++++ Vorliegender Text ++++

Nach Niederlagenserie bei Abstimmungen: Wirtschaftsverbände sagen der Linken mit neuer Politplattform den Kampf an Auf Wecollect lancieren linke Organisationen und Parteien eine Volksinitiative nach der anderen – häufig mit Erfolg. Nun wollen Economiesuisse und Co. mit einer bürgerlichen Alternative den liberalen Kampfgeist wecken.
Auf Wecollect lancieren linke Organisationen und Parteien eine Volksinitiative nach der anderen – häufig mit Erfolg. Nun wollen Economiesuisse und Co. mit einer bürgerlichen Alternative den liberalen Kampfgeist wecken.

++++ Bereitgestellte Angaben ++++

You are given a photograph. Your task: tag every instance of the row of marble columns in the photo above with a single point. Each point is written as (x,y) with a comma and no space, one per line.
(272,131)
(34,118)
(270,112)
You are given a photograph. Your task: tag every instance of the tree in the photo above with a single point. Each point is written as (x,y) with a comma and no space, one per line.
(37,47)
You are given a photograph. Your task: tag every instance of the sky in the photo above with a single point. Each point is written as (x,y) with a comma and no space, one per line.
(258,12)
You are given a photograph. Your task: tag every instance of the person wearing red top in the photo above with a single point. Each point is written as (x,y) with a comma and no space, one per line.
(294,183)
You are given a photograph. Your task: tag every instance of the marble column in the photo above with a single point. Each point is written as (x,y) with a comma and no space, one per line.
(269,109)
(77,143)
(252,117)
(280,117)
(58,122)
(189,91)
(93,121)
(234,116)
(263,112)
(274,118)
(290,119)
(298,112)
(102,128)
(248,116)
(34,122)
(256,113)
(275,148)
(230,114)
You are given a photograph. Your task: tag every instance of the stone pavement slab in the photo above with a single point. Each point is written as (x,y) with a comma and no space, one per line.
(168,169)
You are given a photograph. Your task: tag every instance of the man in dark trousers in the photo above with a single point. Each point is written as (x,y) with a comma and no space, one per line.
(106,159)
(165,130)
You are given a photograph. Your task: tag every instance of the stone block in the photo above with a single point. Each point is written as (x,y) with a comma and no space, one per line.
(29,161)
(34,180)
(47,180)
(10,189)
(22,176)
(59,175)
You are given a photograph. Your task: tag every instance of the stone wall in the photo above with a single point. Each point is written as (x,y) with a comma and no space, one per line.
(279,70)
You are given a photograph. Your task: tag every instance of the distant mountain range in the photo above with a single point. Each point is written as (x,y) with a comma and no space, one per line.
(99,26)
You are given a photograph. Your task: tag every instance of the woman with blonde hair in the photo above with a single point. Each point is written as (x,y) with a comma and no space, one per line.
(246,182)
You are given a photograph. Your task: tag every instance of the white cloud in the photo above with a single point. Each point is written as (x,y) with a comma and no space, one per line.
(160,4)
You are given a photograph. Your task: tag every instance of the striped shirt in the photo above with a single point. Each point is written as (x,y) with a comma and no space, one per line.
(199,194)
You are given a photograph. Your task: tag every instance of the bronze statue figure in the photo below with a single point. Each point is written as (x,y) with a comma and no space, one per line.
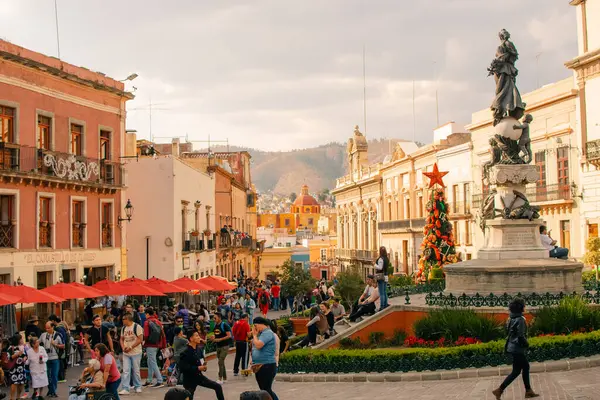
(508,99)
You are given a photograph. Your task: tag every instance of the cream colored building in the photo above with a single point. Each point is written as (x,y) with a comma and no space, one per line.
(555,151)
(586,69)
(358,199)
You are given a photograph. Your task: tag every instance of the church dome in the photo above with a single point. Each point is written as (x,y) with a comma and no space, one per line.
(305,199)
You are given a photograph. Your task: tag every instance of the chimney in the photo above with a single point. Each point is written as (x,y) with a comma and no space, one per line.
(175,148)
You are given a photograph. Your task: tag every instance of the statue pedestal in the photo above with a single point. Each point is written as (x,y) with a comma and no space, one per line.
(512,239)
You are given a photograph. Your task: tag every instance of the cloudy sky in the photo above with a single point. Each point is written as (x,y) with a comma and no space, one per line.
(280,74)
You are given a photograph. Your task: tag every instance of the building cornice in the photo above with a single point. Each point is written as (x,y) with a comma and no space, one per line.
(534,107)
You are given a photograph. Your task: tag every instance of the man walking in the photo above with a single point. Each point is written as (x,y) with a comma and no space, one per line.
(52,344)
(154,340)
(191,363)
(132,335)
(222,338)
(241,330)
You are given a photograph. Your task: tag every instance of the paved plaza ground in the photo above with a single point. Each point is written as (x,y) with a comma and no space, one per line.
(575,385)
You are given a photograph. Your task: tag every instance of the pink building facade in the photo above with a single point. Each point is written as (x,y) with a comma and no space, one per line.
(61,177)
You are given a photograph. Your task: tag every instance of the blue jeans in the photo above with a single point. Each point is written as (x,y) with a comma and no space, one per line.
(52,372)
(131,363)
(113,388)
(153,365)
(559,252)
(382,288)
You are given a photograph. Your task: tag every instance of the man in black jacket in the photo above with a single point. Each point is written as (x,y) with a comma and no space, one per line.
(191,364)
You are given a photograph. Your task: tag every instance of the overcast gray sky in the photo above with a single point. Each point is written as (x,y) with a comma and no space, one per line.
(279,74)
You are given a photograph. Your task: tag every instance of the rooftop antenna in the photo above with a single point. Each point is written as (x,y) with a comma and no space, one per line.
(56,21)
(364,91)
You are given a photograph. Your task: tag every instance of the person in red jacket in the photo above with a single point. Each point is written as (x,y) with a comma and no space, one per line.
(241,332)
(263,302)
(154,340)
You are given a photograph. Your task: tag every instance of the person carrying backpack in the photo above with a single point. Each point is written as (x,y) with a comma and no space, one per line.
(154,340)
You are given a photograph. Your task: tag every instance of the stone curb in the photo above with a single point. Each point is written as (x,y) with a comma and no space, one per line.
(502,370)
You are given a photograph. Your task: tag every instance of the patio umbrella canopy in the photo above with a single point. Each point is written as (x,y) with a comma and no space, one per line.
(6,299)
(215,284)
(27,294)
(190,284)
(125,288)
(164,286)
(73,291)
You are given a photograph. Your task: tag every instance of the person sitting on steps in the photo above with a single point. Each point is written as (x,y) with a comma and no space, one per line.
(550,245)
(367,307)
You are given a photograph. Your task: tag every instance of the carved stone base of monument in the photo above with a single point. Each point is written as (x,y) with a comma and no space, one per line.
(513,276)
(512,239)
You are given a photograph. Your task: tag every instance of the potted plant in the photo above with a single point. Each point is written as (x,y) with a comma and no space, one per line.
(296,282)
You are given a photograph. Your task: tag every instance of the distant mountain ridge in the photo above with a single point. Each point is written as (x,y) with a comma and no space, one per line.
(318,167)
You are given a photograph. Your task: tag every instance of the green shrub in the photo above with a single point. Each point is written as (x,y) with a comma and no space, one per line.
(571,315)
(421,359)
(452,323)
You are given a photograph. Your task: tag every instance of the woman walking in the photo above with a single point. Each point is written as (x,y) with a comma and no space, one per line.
(16,371)
(108,364)
(264,349)
(37,359)
(381,266)
(516,345)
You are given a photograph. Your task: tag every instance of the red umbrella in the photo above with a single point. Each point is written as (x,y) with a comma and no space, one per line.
(27,294)
(164,286)
(125,288)
(6,299)
(73,291)
(216,284)
(190,284)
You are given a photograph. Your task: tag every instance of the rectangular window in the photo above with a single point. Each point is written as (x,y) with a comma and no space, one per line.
(562,156)
(467,197)
(455,198)
(44,133)
(104,145)
(78,222)
(468,233)
(565,234)
(7,124)
(107,225)
(76,139)
(45,217)
(456,233)
(7,217)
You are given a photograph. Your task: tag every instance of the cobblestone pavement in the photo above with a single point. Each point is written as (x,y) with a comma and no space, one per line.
(573,385)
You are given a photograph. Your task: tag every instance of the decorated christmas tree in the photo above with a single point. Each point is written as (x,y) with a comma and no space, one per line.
(438,244)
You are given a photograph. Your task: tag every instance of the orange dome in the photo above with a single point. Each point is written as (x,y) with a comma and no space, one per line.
(305,199)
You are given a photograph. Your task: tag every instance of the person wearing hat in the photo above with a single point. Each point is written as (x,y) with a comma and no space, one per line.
(32,328)
(264,351)
(241,332)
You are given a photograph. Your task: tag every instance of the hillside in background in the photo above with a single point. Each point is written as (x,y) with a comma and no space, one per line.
(286,171)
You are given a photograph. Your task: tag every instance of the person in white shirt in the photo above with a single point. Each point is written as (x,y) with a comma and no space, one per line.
(550,245)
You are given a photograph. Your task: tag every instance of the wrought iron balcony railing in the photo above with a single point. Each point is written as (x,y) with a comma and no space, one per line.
(34,162)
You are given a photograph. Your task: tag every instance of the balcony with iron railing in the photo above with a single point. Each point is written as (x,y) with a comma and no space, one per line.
(31,162)
(537,194)
(402,225)
(7,234)
(78,235)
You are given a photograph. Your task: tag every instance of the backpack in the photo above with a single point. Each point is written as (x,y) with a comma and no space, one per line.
(155,333)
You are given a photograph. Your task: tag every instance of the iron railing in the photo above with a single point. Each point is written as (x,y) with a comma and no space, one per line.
(19,159)
(7,233)
(415,223)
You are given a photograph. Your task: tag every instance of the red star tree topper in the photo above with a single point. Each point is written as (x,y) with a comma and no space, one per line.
(437,248)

++++

■ Aufgabe
Auf welcher Plattform lancieren linke Organisationen und Parteien laut dem vorliegenden Text eine Volksinitiative nach der anderen?

■ Lösung
Auf Wecollect.